# [EXERCISE AIM]
The records below must be repeated exactly, but without their pictures.

# [DATASET CONTENT]
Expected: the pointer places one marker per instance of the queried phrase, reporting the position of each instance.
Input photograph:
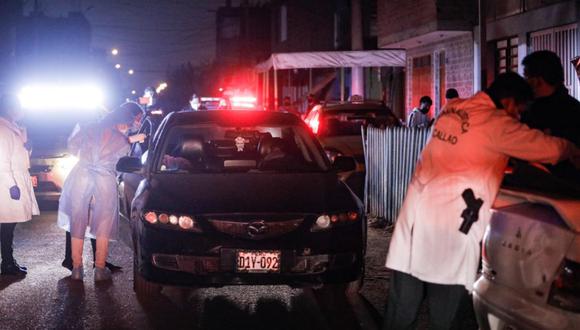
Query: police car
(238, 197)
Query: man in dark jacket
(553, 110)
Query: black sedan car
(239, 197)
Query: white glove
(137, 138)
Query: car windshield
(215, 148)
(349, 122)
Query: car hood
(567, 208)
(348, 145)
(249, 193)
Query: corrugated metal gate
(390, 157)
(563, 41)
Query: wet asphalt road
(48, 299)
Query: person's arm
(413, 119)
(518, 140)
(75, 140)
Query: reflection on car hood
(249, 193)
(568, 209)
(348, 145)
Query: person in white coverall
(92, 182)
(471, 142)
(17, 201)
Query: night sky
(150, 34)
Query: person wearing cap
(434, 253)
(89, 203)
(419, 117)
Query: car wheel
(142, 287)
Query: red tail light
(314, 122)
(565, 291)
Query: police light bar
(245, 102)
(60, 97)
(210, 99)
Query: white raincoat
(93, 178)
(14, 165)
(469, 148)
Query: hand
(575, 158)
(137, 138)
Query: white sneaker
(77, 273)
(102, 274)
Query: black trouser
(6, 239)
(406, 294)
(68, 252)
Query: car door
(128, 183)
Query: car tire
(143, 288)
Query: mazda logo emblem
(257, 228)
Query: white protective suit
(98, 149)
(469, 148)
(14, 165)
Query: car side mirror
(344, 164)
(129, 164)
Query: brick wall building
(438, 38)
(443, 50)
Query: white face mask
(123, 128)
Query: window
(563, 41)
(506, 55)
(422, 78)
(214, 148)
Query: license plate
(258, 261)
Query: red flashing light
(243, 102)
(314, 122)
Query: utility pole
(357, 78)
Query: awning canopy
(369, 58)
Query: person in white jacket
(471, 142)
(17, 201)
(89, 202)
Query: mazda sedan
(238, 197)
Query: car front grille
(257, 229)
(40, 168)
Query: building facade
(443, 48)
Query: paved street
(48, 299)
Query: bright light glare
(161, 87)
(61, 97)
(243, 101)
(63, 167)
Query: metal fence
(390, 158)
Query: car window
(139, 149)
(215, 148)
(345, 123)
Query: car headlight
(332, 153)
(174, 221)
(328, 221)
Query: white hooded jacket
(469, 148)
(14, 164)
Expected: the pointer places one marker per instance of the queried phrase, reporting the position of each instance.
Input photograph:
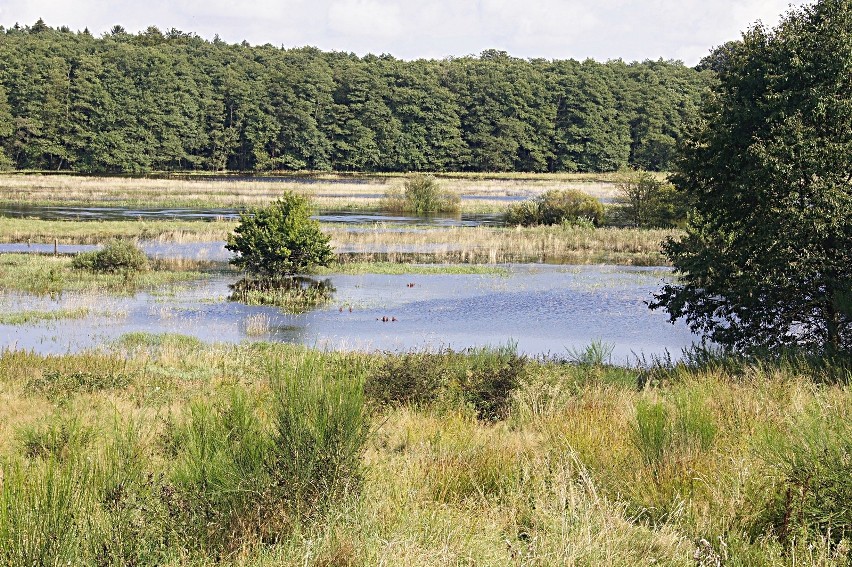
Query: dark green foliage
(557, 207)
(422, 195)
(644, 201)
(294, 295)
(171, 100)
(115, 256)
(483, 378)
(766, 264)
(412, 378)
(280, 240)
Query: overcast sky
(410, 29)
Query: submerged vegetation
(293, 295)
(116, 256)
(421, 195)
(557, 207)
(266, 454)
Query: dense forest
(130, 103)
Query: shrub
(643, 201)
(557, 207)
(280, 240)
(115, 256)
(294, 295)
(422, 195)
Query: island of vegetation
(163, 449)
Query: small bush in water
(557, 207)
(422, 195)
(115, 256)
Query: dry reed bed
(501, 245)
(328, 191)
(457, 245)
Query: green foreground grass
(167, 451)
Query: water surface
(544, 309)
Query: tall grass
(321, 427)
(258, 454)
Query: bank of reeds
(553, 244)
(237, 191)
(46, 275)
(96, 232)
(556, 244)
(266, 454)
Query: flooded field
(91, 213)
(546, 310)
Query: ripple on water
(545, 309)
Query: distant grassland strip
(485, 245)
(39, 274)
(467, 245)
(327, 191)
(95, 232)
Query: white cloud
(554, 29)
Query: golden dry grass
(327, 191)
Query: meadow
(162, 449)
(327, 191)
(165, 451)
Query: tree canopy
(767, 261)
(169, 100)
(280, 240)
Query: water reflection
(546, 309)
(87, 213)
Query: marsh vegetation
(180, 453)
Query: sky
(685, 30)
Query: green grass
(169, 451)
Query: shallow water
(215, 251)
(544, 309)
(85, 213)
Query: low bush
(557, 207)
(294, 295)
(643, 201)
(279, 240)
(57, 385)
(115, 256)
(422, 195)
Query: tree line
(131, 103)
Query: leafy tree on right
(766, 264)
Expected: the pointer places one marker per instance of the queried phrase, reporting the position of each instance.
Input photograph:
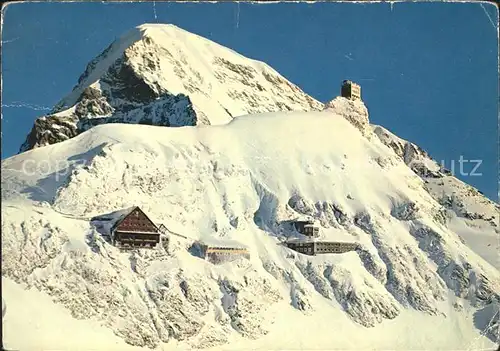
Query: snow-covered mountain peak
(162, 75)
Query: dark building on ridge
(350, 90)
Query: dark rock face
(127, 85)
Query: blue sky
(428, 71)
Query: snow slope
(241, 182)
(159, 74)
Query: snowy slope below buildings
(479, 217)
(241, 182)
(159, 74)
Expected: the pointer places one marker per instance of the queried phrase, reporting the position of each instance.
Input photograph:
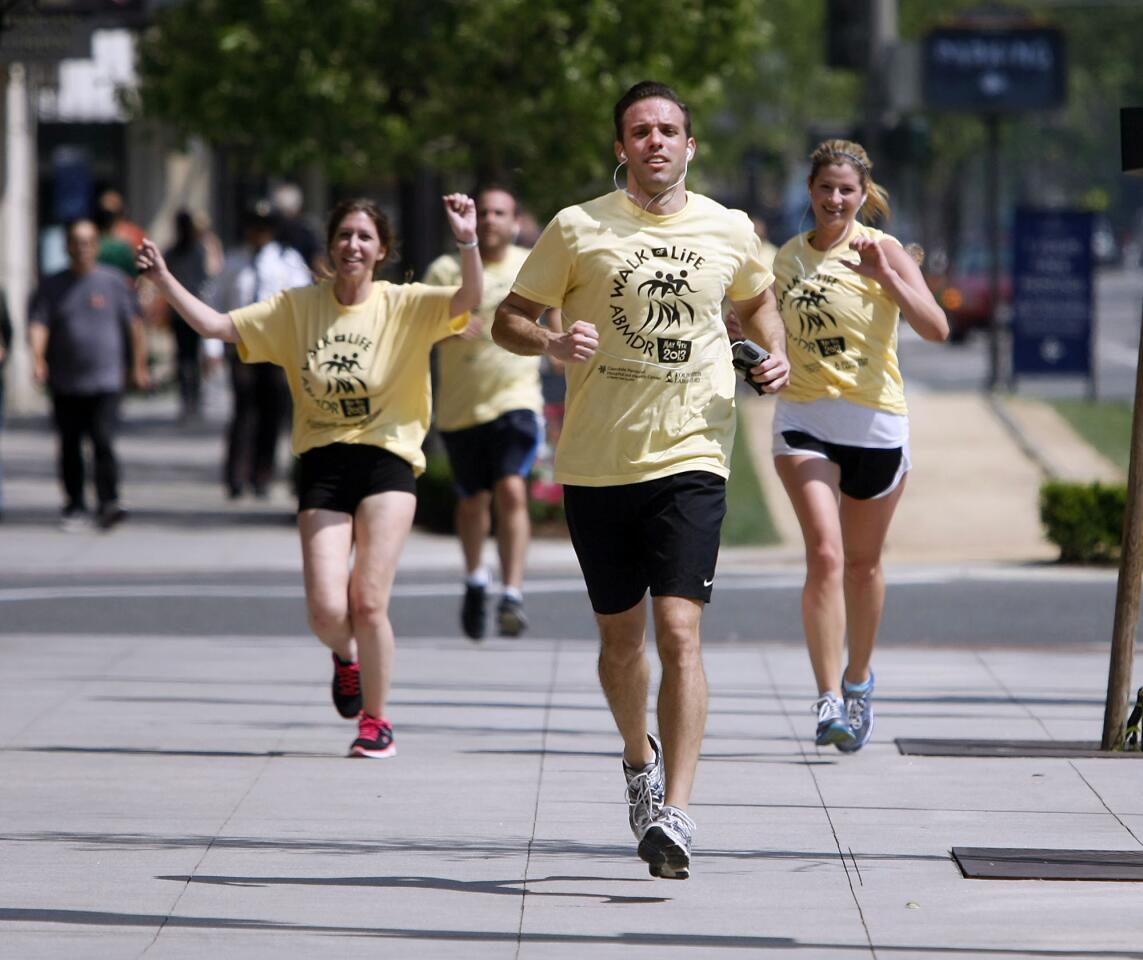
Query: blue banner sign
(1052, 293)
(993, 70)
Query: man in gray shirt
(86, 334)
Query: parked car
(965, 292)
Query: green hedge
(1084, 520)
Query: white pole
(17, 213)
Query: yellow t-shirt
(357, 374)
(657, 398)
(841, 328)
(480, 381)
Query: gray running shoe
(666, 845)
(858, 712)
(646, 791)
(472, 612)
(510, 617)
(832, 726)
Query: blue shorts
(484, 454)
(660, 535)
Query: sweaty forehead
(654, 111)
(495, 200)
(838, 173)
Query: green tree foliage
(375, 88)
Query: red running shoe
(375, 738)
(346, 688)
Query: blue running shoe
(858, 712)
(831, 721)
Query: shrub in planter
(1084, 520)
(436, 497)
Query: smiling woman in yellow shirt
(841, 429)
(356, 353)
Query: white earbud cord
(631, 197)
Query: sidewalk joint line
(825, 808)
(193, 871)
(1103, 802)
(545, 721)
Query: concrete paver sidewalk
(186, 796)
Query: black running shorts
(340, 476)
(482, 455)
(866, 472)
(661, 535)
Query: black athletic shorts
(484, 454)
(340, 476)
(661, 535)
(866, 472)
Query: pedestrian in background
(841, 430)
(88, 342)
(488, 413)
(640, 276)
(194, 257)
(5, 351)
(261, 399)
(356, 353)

# [TASK ANSWER]
Expected: the pointer places one marker per instance of the queried phrase, reporting the position of each instance.
Input photograph:
Query: police car
(238, 197)
Query: man in dark jacket
(553, 110)
Query: black sedan car
(239, 197)
Query: white glove
(137, 138)
Query: car windshield
(215, 148)
(349, 122)
Query: car hood
(567, 208)
(348, 145)
(249, 193)
Query: corrugated metal gate
(390, 157)
(563, 41)
Query: wet asphalt road
(48, 299)
Query: person's arm
(413, 119)
(518, 140)
(75, 140)
Query: reflection on car hood
(249, 193)
(568, 209)
(348, 145)
Query: person in white coverall
(92, 182)
(471, 142)
(17, 201)
Query: night sky
(150, 34)
Query: person wearing cap
(434, 253)
(89, 203)
(419, 117)
Query: car wheel
(142, 287)
Query: red tail light
(314, 122)
(565, 291)
Query: police light bar
(245, 102)
(60, 97)
(210, 99)
Query: white raincoat
(93, 178)
(14, 165)
(469, 148)
Query: hand
(575, 158)
(137, 138)
Query: white sneaker
(77, 273)
(102, 274)
Query: black trouser
(6, 239)
(406, 294)
(68, 252)
Query: car door
(128, 183)
Query: car tire
(143, 288)
Query: mazda logo emblem
(257, 228)
Query: white protective suit
(98, 149)
(469, 148)
(14, 165)
Query: car side mirror
(344, 164)
(129, 164)
Query: brick wall building
(438, 38)
(443, 50)
Query: white face mask
(123, 128)
Query: window
(563, 41)
(506, 55)
(422, 78)
(214, 148)
Query: license plate
(258, 261)
Query: red flashing light
(243, 102)
(314, 122)
Query: utility pole
(357, 78)
Query: awning canopy
(369, 58)
Query: person in white jacket
(471, 142)
(17, 201)
(89, 202)
Query: mazda sedan
(238, 197)
Query: car front grille
(257, 229)
(40, 168)
Query: building facade
(443, 48)
Query: paved street
(48, 299)
Query: bright light glare
(161, 87)
(61, 97)
(243, 101)
(63, 167)
Query: metal fence
(390, 158)
Query: car window
(139, 149)
(215, 148)
(345, 123)
Query: car headlight
(332, 153)
(174, 221)
(328, 221)
Query: white hooded jacket
(469, 148)
(14, 164)
Expected: the pointer places one marker per instance of the queried phrase, reporting the position of each instance.
Input photograph:
Query: dark green foliage
(557, 207)
(422, 195)
(644, 201)
(294, 295)
(171, 100)
(115, 256)
(483, 378)
(766, 264)
(412, 378)
(280, 240)
Query: overcast sky
(410, 29)
Query: submerged vegetation
(293, 295)
(116, 256)
(421, 195)
(557, 207)
(266, 454)
Query: dense forest
(130, 103)
Query: shrub
(643, 201)
(557, 207)
(280, 240)
(115, 256)
(294, 295)
(422, 195)
Query: island of vegetation
(163, 449)
Query: small bush in water
(557, 207)
(422, 195)
(115, 256)
Query: dry reed bed
(501, 245)
(328, 191)
(457, 245)
Query: green foreground grass
(167, 451)
Query: water surface
(544, 309)
Query: tall grass
(321, 427)
(258, 454)
Query: bank of reeds
(553, 244)
(237, 191)
(46, 275)
(96, 232)
(556, 244)
(266, 454)
Query: flooded field
(91, 213)
(546, 310)
Query: ripple on water
(545, 309)
Query: distant grassland strip
(485, 245)
(39, 274)
(467, 245)
(327, 191)
(95, 232)
Query: white cloud
(554, 29)
Query: golden dry grass
(327, 191)
Query: meadow
(162, 449)
(327, 191)
(165, 451)
Query: tree canopy
(767, 261)
(169, 100)
(280, 240)
Query: water reflection
(546, 309)
(87, 213)
Query: marsh vegetation
(180, 453)
Query: sky
(685, 30)
Query: green grass
(169, 451)
Query: shallow water
(215, 251)
(544, 309)
(85, 213)
Query: low bush
(557, 207)
(294, 295)
(643, 201)
(279, 240)
(57, 385)
(115, 256)
(422, 195)
Query: tree line
(131, 103)
Query: leafy tree on right
(766, 264)
Expected: the pointer places one marker per instance of the queried phrase, reporting the position of each instance.
Input photograph:
Query: snow-covered mountain peak
(162, 75)
Query: dark building on ridge
(350, 90)
Query: dark rock face
(127, 85)
Query: blue sky
(428, 71)
Query: snow slope
(241, 182)
(159, 74)
Query: snowy slope below buildings
(479, 217)
(241, 182)
(159, 74)
Expected: the pointer places one marker per instance of the queried phrase, reporting the position of each instance.
Input photograph:
Query: blue banner sign
(1052, 293)
(993, 70)
Query: man in gray shirt
(86, 334)
Query: parked car
(965, 292)
Query: green hedge
(1084, 520)
Query: white pole
(17, 213)
Query: yellow t-shirt
(357, 374)
(657, 398)
(841, 328)
(480, 381)
Query: gray running shoe
(666, 845)
(858, 712)
(646, 791)
(472, 612)
(510, 617)
(832, 726)
Query: blue shorts
(484, 454)
(660, 535)
Query: sweaty forehead
(654, 111)
(495, 200)
(838, 173)
Query: green tree foliage
(375, 88)
Query: red running shoe
(375, 738)
(346, 688)
Query: blue running shoe
(858, 712)
(831, 721)
Query: shrub in planter
(1084, 520)
(436, 497)
Query: smiling woman in yellow shirt
(841, 429)
(356, 353)
Query: white earbud cord
(631, 197)
Query: sidewalk joint line
(825, 808)
(193, 871)
(1103, 802)
(545, 721)
Query: concrete paver sidewalk
(186, 796)
Query: black running shorts
(340, 476)
(482, 455)
(866, 472)
(661, 535)
Query: black athletic shorts
(484, 454)
(340, 476)
(661, 535)
(866, 472)
Query: pedestrian in background
(841, 430)
(88, 342)
(488, 413)
(640, 276)
(194, 257)
(5, 351)
(261, 399)
(356, 353)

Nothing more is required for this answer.